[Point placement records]
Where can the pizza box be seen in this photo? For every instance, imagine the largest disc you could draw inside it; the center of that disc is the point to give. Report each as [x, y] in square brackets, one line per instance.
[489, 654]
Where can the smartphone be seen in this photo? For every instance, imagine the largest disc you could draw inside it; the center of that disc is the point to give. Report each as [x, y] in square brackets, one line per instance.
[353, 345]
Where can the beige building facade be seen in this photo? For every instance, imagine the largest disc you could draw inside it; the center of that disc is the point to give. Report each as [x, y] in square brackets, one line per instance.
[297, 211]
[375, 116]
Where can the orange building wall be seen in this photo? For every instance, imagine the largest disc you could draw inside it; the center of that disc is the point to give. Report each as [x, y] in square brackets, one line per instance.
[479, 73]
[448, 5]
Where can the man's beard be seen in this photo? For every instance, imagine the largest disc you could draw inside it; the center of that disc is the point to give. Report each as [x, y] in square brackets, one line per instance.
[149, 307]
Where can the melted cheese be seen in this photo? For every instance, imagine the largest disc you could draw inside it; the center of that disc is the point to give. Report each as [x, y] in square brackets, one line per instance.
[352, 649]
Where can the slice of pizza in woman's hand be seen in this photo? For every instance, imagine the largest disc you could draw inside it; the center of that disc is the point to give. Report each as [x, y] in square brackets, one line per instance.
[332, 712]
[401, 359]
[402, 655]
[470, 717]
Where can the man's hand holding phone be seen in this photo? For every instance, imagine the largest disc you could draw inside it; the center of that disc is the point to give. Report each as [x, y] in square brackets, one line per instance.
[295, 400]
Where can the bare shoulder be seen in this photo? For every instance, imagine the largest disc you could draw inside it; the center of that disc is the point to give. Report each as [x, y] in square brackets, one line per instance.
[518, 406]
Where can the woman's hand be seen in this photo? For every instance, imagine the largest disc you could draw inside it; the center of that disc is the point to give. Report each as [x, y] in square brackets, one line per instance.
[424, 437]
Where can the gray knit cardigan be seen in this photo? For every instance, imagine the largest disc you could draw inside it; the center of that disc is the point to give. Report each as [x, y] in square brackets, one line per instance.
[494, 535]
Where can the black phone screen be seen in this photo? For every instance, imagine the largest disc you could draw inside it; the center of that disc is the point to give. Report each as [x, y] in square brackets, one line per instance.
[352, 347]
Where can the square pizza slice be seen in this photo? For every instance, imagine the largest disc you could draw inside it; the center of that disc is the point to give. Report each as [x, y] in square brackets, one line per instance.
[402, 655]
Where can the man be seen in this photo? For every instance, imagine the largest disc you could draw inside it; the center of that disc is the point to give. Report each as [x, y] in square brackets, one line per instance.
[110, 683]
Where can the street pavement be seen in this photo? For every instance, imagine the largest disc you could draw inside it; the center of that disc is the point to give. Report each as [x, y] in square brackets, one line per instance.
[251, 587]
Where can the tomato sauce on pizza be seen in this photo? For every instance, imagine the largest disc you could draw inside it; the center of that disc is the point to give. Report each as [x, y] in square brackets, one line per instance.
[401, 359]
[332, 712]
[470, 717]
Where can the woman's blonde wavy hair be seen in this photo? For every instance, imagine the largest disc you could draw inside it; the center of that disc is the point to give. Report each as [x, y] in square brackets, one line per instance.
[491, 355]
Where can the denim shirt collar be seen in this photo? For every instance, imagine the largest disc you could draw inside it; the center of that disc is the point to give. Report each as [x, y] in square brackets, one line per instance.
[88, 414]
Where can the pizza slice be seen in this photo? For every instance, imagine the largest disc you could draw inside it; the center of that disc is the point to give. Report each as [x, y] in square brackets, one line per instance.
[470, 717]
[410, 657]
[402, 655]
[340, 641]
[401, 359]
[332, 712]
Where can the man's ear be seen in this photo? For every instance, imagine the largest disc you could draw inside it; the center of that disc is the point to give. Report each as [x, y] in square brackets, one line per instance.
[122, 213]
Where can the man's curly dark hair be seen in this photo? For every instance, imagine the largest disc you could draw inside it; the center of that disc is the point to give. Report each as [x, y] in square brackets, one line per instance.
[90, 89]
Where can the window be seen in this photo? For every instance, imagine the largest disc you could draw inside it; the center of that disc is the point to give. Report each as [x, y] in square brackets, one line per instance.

**GIVEN INSTRUCTION**
Repeat exactly the lines from the line containing "Where can the denim" through the last line of the records above, including both, and nothing else.

**RESPONSE TO THE TASK**
Where can the denim shirt collar be seen in this photo? For every instance, imagine the largest disc you could draw inside it; the center of that disc is the point to give. Report each as [x, y] in square brackets, one line per instance.
[88, 414]
Where can the pizza slice be seen in this photo? For every instance, imagine the largest disc you could draw inside it; the center of that disc is the point to give. Report each as [x, y] in square brackets, one line per instance.
[470, 717]
[410, 657]
[402, 655]
[340, 641]
[401, 359]
[332, 712]
Where can the man's ear be seen in this photo? For every instance, imagine the largest disc you could draw inside it; the center of that disc is the point to give. Report each as [x, y] in square brackets, one line per instance.
[122, 213]
Where can the man's curly dark hair be seen in this photo? For every instance, imagine the largest disc you could draw inside it; the center of that disc is the point to give. Report each as [x, y] in square brackets, one line per instance.
[90, 89]
Where can the window be seen in this photo? For every instance, imagine the largest disc you could draw inside it; the center of that disc is the point to give. Report each as [x, y] in square brackets, one line per instance.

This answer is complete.